● **Task to carry out**
Write out the comment thread on attention and feedforward networks word for word, between "Robert_AIZI 17 Jul" and "MLP construction, right?", inclusive.

● **Extracted text**
Robert_AIZI comments on No Really, Attention is ALL You Need—Attention can do feedforward networks

Robert_AIZI 17 Jul 2023 21:46 UTC
3 points
0
Incidentally, maybe I missed this in the writeup, but this post is only providing an injective self-attention → MLP construction, right?
Either I’m misunderstanding you or you’re misunderstanding me, but I think I’ve shown the opposite: any MLP layer can be converted to a self-attention layer. (Well, in this post I actually show how to convert the MLP layer to 3 self-attention layers, but in my follow-up I show how you can get it in one.) I don’t claim that you can do a self-attention → MLP construction.
Converting an arbitrary MLP layer to a self-attention layer is presumably doable—at least with enough parameters—but remains unknown
This is what I think I show here! Let the unknown be known!
Unfortunate that the construction is so inefficient: 12 heads → 3,000 heads or 250x inflation is big enough to be practically irrelevant (maybe theoretically too).
Yes, this is definitely at an “interesting trivia” level of efficiency. Unfortunately, the construction is built around using 1 attention head per hidden dimension, so I don’t see any obvious way to improve the number of heads. The only angle I have for this to be useful at current scale is that Anthropic (paraphrased) said “oh we can do interpretability on attention heads but not MLPs”, so the conversion of the later into the former might supplement their techniques.
- gwern 18 Jul 2023 0:20 UTC
  6 points
  2
  Parent
  Yes, you’re right. My bad; I was skimming in a hurry before heading out while focused on my own hobbyhorse of ‘how to make MLPs beat Transformers?’. Knew I was missing something, so glad I checked. Now that you put it that way, the intuition is a lot clearer, and shrinking it seems a lot harder: one head per hidden dim/neuron is a straightforward construction but also unclear how much you could be guaranteed to shrink it by trying to merge heads...
  
  The empirical approach, in both directions, might be the best bet here, and has the advantage of being the sort of thing that someone junior could get interesting results on quickly with minimal hardware.

● **Information shown**
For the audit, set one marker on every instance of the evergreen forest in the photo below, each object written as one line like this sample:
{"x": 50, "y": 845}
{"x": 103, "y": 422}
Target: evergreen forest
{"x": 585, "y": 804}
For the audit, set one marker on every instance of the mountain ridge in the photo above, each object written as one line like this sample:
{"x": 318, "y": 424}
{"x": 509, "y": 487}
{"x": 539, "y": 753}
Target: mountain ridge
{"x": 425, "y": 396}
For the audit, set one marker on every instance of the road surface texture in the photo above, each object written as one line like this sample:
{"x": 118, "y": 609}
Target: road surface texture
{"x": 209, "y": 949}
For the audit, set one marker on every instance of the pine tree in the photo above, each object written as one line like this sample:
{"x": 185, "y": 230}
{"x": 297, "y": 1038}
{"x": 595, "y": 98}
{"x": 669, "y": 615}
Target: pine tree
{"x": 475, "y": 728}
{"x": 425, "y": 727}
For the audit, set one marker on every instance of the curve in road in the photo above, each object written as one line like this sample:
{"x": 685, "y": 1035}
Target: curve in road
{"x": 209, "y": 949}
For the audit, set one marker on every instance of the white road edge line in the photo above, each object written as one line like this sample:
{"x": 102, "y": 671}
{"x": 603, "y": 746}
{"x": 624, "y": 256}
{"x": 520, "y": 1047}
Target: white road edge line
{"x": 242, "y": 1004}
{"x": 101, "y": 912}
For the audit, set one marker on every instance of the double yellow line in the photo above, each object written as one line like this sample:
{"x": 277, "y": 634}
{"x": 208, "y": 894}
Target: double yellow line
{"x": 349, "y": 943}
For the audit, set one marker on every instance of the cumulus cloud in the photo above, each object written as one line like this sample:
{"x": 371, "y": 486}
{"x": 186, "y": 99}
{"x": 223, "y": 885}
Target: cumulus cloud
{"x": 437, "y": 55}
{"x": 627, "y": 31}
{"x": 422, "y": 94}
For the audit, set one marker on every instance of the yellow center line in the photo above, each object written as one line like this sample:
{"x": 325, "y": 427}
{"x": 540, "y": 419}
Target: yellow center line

● **Expected answer**
Robert_AIZI 17 Jul 2023 21:46 UTC
3 points
0
Incidentally, maybe I missed this in the writeup, but this post is only providing an injective self-attention → MLP construction, right?